**Goal:** Convert every line of the records below into a Markdown table with two columns, No. for the row number and Line for the line itself, omitting blank lines.

-- start of Data shown --

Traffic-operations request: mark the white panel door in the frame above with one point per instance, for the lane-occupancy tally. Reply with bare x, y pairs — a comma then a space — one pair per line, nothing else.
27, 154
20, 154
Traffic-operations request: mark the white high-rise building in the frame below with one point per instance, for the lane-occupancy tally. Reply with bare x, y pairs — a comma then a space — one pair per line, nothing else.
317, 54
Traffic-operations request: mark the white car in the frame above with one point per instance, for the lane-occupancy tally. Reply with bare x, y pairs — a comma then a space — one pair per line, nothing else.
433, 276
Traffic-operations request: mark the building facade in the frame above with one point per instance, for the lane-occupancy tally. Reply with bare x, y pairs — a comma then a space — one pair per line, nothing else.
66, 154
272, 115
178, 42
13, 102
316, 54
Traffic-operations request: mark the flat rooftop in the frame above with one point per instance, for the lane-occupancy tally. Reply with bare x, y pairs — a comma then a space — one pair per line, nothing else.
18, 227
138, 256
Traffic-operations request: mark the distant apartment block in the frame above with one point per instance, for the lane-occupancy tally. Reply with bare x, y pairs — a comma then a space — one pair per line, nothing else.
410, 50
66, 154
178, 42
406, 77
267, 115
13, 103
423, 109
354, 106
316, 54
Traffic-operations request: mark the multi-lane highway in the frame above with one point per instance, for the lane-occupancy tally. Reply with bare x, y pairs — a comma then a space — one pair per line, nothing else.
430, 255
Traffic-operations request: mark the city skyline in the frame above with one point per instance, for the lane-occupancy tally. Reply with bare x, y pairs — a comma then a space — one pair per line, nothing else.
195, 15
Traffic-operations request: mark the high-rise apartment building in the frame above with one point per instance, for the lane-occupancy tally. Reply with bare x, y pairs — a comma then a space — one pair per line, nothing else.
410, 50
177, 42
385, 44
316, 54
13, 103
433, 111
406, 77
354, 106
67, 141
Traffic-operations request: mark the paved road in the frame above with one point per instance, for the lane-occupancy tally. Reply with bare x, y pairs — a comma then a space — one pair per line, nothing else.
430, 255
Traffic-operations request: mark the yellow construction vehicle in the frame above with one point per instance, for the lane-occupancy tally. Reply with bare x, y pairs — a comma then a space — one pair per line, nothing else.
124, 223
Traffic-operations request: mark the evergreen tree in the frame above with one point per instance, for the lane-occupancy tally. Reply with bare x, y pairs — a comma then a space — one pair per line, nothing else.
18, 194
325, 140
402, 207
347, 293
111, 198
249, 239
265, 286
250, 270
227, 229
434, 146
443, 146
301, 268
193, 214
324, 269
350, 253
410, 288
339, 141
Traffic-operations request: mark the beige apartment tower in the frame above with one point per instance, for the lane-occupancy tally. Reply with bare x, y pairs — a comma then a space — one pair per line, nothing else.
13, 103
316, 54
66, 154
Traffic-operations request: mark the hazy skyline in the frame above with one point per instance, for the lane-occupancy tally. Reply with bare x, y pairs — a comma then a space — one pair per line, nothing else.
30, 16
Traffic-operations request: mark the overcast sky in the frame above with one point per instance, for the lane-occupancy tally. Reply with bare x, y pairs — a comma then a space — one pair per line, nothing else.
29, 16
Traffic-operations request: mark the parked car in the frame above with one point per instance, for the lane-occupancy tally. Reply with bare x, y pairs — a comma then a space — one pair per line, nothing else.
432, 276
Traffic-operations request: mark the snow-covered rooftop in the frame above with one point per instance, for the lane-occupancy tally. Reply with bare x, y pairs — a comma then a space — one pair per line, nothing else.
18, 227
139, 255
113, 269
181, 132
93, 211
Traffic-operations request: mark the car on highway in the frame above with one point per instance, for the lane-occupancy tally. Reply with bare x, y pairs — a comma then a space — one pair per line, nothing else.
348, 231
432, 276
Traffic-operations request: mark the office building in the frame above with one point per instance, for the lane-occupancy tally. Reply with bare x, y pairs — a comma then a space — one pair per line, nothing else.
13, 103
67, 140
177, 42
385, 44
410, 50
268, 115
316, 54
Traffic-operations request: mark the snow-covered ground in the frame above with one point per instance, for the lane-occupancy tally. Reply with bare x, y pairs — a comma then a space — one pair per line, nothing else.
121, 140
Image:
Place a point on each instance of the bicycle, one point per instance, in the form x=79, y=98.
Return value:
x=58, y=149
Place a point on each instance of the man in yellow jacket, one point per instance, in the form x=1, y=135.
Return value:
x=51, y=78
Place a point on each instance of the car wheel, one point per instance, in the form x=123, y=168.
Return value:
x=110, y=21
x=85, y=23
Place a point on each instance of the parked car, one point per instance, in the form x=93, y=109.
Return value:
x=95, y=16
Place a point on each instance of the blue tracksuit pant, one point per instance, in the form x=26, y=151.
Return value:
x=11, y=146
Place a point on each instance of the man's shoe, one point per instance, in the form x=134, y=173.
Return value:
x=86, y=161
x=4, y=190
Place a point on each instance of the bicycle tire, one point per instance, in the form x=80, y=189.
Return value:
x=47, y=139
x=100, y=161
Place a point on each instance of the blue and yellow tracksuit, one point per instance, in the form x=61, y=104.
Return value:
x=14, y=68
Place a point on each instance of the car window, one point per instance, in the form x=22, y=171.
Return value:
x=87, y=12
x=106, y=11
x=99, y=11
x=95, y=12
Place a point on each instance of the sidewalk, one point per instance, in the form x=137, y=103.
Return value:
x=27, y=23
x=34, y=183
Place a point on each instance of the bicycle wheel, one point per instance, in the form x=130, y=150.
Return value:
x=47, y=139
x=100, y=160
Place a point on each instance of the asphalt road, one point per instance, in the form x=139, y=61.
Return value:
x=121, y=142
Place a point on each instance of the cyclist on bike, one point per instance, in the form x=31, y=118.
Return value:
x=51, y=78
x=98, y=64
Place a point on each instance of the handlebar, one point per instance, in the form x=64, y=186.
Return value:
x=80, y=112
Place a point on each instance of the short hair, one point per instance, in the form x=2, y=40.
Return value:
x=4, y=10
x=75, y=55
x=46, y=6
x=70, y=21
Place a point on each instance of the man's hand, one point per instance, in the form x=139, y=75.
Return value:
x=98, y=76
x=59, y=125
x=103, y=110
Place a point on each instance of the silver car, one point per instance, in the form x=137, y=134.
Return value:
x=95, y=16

-- end of Data shown --

**The reply:**
| No. | Line |
|---|---|
| 1 | Traffic-operations request: mark the white panel door in the frame above with one point per instance, for the lane-occupancy tally. Reply with bare x, y pairs — a comma then a space — one pair per line, nothing else. |
| 2 | 27, 154 |
| 3 | 20, 154 |
| 4 | Traffic-operations request: mark the white high-rise building in the frame below with one point per instance, for the lane-occupancy tally. Reply with bare x, y pairs — a comma then a space — one pair per line, nothing else. |
| 5 | 317, 54 |
| 6 | Traffic-operations request: mark the white car in the frame above with one point per instance, for the lane-occupancy tally. Reply with bare x, y pairs — a comma then a space — one pair per line, nothing else. |
| 7 | 433, 276 |
| 8 | Traffic-operations request: mark the building facade in the frame above with one point per instance, for the lane-occupancy tally. Reply with bare x, y pairs — a comma then a space — one pair per line, nothing else. |
| 9 | 66, 154 |
| 10 | 272, 115 |
| 11 | 178, 42 |
| 12 | 13, 102 |
| 13 | 316, 54 |
| 14 | Traffic-operations request: mark the flat rooftop in the frame above with one point per instance, for the lane-occupancy tally. Reply with bare x, y pairs — a comma then a space — one pair per line, nothing else. |
| 15 | 18, 227 |
| 16 | 138, 256 |
| 17 | Traffic-operations request: mark the distant apartment block in the frame above with one point per instance, for the lane-occupancy tally. Reply with bare x, y pairs — a comma then a space — one pair per line, nothing else. |
| 18 | 410, 50 |
| 19 | 66, 154 |
| 20 | 178, 42 |
| 21 | 406, 77 |
| 22 | 267, 115 |
| 23 | 13, 103 |
| 24 | 423, 109 |
| 25 | 354, 106 |
| 26 | 316, 54 |
| 27 | Traffic-operations request: mark the multi-lane highway in the frame above with one point per instance, for the lane-occupancy tally. Reply with bare x, y pairs — a comma then a space — one pair per line, nothing else. |
| 28 | 430, 255 |
| 29 | Traffic-operations request: mark the city skyline in the frame above with one point per instance, for the lane-occupancy tally. Reply with bare x, y pairs — a comma then a space — one pair per line, nothing else. |
| 30 | 195, 15 |
| 31 | Traffic-operations request: mark the high-rise apartment building in the frame above with one point per instance, for the lane-occupancy tally. Reply with bare x, y pairs — a comma then a space — one pair per line, nothing else. |
| 32 | 410, 50 |
| 33 | 177, 42 |
| 34 | 385, 44 |
| 35 | 316, 54 |
| 36 | 13, 103 |
| 37 | 433, 111 |
| 38 | 406, 77 |
| 39 | 354, 106 |
| 40 | 67, 141 |
| 41 | Traffic-operations request: mark the paved road in the frame above with one point per instance, for the lane-occupancy tally. Reply with bare x, y pairs — a comma then a space — one pair per line, nothing else. |
| 42 | 430, 255 |
| 43 | Traffic-operations request: mark the yellow construction vehicle in the frame above with one point per instance, for the lane-occupancy tally. Reply with bare x, y pairs — a comma then a space — one pair per line, nothing else. |
| 44 | 124, 223 |
| 45 | Traffic-operations request: mark the evergreen tree in the frame above with one point per instance, for the lane-occupancy tally. Reply with bare x, y pairs — a comma then a space — one pair per line, nothing else. |
| 46 | 18, 194 |
| 47 | 325, 140 |
| 48 | 402, 207 |
| 49 | 347, 293 |
| 50 | 111, 198 |
| 51 | 249, 239 |
| 52 | 265, 286 |
| 53 | 250, 270 |
| 54 | 227, 229 |
| 55 | 434, 146 |
| 56 | 443, 146 |
| 57 | 301, 268 |
| 58 | 193, 214 |
| 59 | 324, 269 |
| 60 | 350, 253 |
| 61 | 410, 288 |
| 62 | 339, 141 |
| 63 | Traffic-operations request: mark the beige apartment tower in the frame above with one point per instance, for the lane-occupancy tally. Reply with bare x, y pairs — a comma then a space — one pair per line, nothing else. |
| 64 | 13, 103 |
| 65 | 316, 54 |
| 66 | 66, 154 |
| 67 | Traffic-operations request: mark the hazy skyline in the frame above with one point per instance, for the lane-occupancy tally. Reply with bare x, y pairs — a comma then a space — one pair per line, nothing else. |
| 68 | 30, 16 |
| 69 | Traffic-operations request: mark the overcast sky in the frame above with one point per instance, for the lane-occupancy tally. Reply with bare x, y pairs — a comma then a space — one pair per line, nothing else. |
| 70 | 29, 16 |
| 71 | Traffic-operations request: mark the parked car in the frame above with one point per instance, for the lane-occupancy tally. Reply with bare x, y pairs — a comma then a space — one pair per line, nothing else. |
| 72 | 432, 276 |
| 73 | Traffic-operations request: mark the snow-covered rooftop in the frame above with one point per instance, for the lane-occupancy tally. Reply with bare x, y pairs — a comma then a space — one pair per line, nothing else. |
| 74 | 18, 227 |
| 75 | 139, 255 |
| 76 | 113, 269 |
| 77 | 181, 132 |
| 78 | 93, 211 |
| 79 | Traffic-operations request: mark the car on highway in the frame above with one point per instance, for the lane-occupancy tally. Reply with bare x, y pairs — a comma then a space — one pair per line, nothing else. |
| 80 | 348, 231 |
| 81 | 432, 276 |
| 82 | Traffic-operations request: mark the office building in the frame above with one point per instance, for the lane-occupancy tally. Reply with bare x, y pairs — a comma then a space — one pair per line, nothing else. |
| 83 | 13, 103 |
| 84 | 67, 140 |
| 85 | 177, 42 |
| 86 | 385, 44 |
| 87 | 410, 50 |
| 88 | 268, 115 |
| 89 | 316, 54 |
| 90 | Traffic-operations request: mark the snow-covered ground in the frame above with one point per instance, for the lane-occupancy tally. Reply with bare x, y pairs — a comma then a space — one pair per line, nothing else. |
| 91 | 121, 140 |
| 92 | Image: |
| 93 | Place a point on each instance of the bicycle, one point per instance, in the form x=79, y=98. |
| 94 | Return value: |
| 95 | x=58, y=149 |
| 96 | Place a point on each instance of the man in yellow jacket, one point per instance, in the form x=1, y=135. |
| 97 | Return value: |
| 98 | x=51, y=78 |
| 99 | Place a point on each instance of the car wheel, one point per instance, in the form x=123, y=168. |
| 100 | Return value: |
| 101 | x=110, y=21 |
| 102 | x=85, y=23 |
| 103 | Place a point on each instance of the parked car, one point per instance, in the form x=93, y=109. |
| 104 | Return value: |
| 105 | x=95, y=16 |
| 106 | Place a point on each instance of the blue tracksuit pant, one point per instance, in the form x=26, y=151. |
| 107 | Return value: |
| 108 | x=11, y=146 |
| 109 | Place a point on each instance of the man's shoe, one point per instance, in the form x=134, y=173. |
| 110 | Return value: |
| 111 | x=86, y=161 |
| 112 | x=4, y=190 |
| 113 | Place a point on each instance of the bicycle tire, one point per instance, in the form x=80, y=189. |
| 114 | Return value: |
| 115 | x=47, y=139 |
| 116 | x=100, y=161 |
| 117 | Place a point on each instance of the blue and yellow tracksuit, one point per instance, in the form x=61, y=104. |
| 118 | Return value: |
| 119 | x=14, y=68 |
| 120 | Place a point on each instance of the car window, one point per instance, in the form x=22, y=171. |
| 121 | Return value: |
| 122 | x=87, y=12 |
| 123 | x=106, y=11 |
| 124 | x=99, y=11 |
| 125 | x=95, y=12 |
| 126 | Place a point on each instance of the sidewalk, one point per instance, in the form x=137, y=103. |
| 127 | Return value: |
| 128 | x=27, y=23 |
| 129 | x=34, y=183 |
| 130 | Place a point on each instance of the bicycle wheel, one point per instance, in the form x=130, y=150. |
| 131 | Return value: |
| 132 | x=47, y=139 |
| 133 | x=100, y=160 |
| 134 | Place a point on each instance of the asphalt road, one point per instance, in the form x=139, y=61. |
| 135 | Return value: |
| 136 | x=121, y=142 |
| 137 | Place a point on each instance of the cyclist on bike, one point per instance, in the form x=31, y=118. |
| 138 | Return value: |
| 139 | x=51, y=78 |
| 140 | x=98, y=64 |
| 141 | Place a point on each instance of the handlebar, one point per instance, in the form x=64, y=186. |
| 142 | Return value: |
| 143 | x=80, y=112 |
| 144 | Place a point on each instance of the short hair, one point per instance, in the form x=2, y=40. |
| 145 | Return value: |
| 146 | x=4, y=10 |
| 147 | x=75, y=55 |
| 148 | x=46, y=6 |
| 149 | x=70, y=21 |
| 150 | Place a point on each instance of the man's hand, one point per instance, in the form x=139, y=75. |
| 151 | Return value: |
| 152 | x=98, y=76 |
| 153 | x=59, y=125 |
| 154 | x=103, y=110 |
| 155 | Place a point on each instance of the silver car, one point per instance, in the form x=137, y=134. |
| 156 | Return value: |
| 157 | x=95, y=16 |